Document source →
>>>
L’univers des utilisateurs s’élargit à une communauté libérée de toute contrainte non seulement spatiale mais aussi temporelle avec généralisation de l’usage de l’asynchronisme sur les courriels, les réseaux sociaux, les tweets, les SMS.

Nous sommes à la veille d’une extension de cet univers avec l’apparition de l’internet des objets, c'est-à-dire la connexion généralisée d’objets de notre vie quotidienne et l’apparition progressive de sondes captant en temps réel les paramètres de notre corps comme une sorte d’"exosoi" complétant notre rapport à nous même et à l’environnement.

La généralisation de ces actimètres pour suivre en temps réels les paramètres de notre équilibre physique, de ces sondes pour réguler par exemple le diabète, de ces capteurs pour mesurer l’oxygène du sang et prévenir des apnées du sommeil et d’autres objets encore permettra de contrôler bientôt notre corps.

Elle pourra également compléter nos sens en les augmentant (vision de nuit déjà opérationnelle dans l’armée) ou notre comportement en régulant notre activité cérébrale (par exemple pour prévenir des crises d’épilepsie ou des crises cardiaques).

Nous vivrons bientôt sur le contrôle permanent d’objets communicants avec nous, soit à travers nos smartphones, soit même directement reliés à certaines de nos aires cérébrales.

Et ces outils, comme ceux qui truffent déjà nos automobiles et nos télévisions et qui équiperont bientôt aussi nos objets domestiques, communiqueront aussi avec des tiers pour mettre notre sécurité et notre état de santé sous contrôle.

Une sorte de délégation à l’objet qui modifiera radicalement notre rapport à nous-mêmes et à l’environnement.
<<<
Données fournies →
>>>
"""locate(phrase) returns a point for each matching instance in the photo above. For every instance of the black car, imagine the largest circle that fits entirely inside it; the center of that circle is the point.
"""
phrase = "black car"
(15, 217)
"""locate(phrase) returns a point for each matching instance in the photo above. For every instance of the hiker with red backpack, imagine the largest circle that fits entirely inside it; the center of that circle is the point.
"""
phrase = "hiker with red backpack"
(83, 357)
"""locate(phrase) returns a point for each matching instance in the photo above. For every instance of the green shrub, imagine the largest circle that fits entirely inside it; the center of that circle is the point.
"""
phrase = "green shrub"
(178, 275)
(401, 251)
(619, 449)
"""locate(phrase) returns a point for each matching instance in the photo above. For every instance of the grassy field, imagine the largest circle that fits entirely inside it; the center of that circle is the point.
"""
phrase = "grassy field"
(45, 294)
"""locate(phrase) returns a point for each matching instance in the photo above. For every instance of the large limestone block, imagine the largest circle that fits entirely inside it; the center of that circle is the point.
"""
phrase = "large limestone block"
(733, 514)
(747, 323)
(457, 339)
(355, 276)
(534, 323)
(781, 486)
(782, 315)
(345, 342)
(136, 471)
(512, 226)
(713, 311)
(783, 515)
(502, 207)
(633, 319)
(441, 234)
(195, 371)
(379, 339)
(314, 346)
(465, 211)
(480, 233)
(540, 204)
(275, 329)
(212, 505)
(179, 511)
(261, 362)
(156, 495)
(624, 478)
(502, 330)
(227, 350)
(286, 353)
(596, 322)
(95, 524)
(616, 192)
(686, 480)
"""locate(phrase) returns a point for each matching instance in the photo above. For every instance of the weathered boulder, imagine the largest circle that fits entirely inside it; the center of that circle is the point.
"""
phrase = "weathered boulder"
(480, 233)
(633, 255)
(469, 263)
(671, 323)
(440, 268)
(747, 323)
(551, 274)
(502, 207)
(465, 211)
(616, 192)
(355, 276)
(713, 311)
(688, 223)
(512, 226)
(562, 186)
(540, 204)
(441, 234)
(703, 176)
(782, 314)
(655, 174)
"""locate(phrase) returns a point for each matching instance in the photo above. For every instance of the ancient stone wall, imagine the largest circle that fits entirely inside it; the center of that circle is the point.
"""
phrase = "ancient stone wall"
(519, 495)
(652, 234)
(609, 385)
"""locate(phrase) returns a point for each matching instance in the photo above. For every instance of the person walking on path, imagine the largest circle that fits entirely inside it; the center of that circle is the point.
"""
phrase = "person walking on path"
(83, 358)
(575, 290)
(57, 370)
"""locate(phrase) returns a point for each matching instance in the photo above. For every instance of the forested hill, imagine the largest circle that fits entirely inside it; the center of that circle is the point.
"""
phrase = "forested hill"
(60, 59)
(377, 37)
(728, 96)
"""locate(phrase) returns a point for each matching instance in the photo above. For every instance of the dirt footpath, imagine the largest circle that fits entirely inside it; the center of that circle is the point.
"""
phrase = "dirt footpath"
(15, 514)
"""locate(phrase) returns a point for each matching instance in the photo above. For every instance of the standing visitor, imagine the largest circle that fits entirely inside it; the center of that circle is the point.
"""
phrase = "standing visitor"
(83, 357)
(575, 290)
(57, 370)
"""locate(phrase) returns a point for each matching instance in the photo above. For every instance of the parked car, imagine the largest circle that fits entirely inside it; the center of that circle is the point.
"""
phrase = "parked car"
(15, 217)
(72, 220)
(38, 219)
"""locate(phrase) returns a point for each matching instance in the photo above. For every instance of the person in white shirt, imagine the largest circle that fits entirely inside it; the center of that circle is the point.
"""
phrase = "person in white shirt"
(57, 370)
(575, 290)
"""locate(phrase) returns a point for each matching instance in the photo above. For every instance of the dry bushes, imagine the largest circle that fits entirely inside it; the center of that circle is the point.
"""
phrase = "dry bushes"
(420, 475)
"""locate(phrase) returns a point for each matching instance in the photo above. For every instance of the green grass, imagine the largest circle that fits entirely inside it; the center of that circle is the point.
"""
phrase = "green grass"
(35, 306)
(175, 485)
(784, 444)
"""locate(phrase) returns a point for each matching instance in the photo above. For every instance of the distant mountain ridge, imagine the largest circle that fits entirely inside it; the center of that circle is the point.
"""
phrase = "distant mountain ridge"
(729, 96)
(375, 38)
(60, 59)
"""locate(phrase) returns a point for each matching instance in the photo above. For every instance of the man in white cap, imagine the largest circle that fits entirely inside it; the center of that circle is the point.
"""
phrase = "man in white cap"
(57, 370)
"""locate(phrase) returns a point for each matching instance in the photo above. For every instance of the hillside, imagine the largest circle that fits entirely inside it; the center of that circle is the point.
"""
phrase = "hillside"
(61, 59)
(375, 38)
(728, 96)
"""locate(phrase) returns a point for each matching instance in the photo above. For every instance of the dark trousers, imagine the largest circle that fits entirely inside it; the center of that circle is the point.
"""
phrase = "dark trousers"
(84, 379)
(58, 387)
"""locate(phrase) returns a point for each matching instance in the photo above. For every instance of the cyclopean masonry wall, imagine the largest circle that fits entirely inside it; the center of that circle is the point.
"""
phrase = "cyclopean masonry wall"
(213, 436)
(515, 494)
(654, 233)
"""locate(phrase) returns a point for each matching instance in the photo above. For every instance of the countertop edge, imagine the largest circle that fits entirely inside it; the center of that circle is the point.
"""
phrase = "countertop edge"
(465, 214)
<<<
Prolongez le texte sur l'internet des objets et le contrôle de notre corps en reprenant juste après sa dernière phrase.

Zone de réponse →
Sommes-nous à la veille d’une profonde évolution de l’espèce humaine qui ne serait due ni à l’évolution darwinienne ni à la l’éducation et la culture mais à la technologie ?

De nos jours les ancêtres deviennent plus nombreux donc plus communs. Ils ne sont plus ou rarement le relai naturel de la culture et de la connaissance.

La culture n’est plus seulement rare, orale et locale.

Avec l’extension de l’imprimerie elle était devenue le privilège d’une élite dont l’apogée fut atteint au siècle des lumières.

Avec la révolution médiatique, elle devint généralisée, visuelle et sonore mais linguistiquement et politiquement contrôlée. Le mode de transmission passait par une diffusion identique pour tous les utilisateurs (one to any).

Depuis l’explosion du numérique elle échappe à tout contrôle. Elle est éclatée, distribuée (any to any), mondiale, polymorphe et fractale.

Nous assistons à un changement radical de la socialisation, à une désynchronisation du temps biologique des émotions par nature inscrit dans la durée et du temps de l’information et de la connaissance qui devient instantanée.

Nous baignons aussi dans l’émergence d’un monde virtuel peuplé d’avatars aussi réaliste voire parfois plus que la réalité.

La perspective d’une réalité augmentée est imminente non seulement grâce à l’immense mémoire collective de la toile et la multiplication des moyens de communication, non seulement avec l’apparition prochaine de prothèses cognitives mais aussi du fait de la multiplicité des objets connectés à nous d’abord via nos tablettes et nos téléphones portables mais bientôt par un couplage direct entre le cerveau et des capteurs élargissant notre champs sensoriel à des espaces aujourd’hui inaccessibles.

Ce nouveau paradigme du rapport intime entre l’homme et ses outils changera radicalement le parcours d’apprentissage des enfants, les plongeant à la fois dans un monde virtuel réaliste et dans une réalité augmentée leur permettant une nouvelle forme d’interaction avec l’environnement.

Après la révélation du protosoi faite par Antonio Damiaso, marque évolutionnisme de la construction d’une conscience, ne sommes-nous pas en train de vivre l’ère du "cybersoi" avec cette époque où les sollicitations sensorielles sont décuplées par un tsunami informationnel qui risque de s’aggraver avec l’arrivée de l’internet des objets.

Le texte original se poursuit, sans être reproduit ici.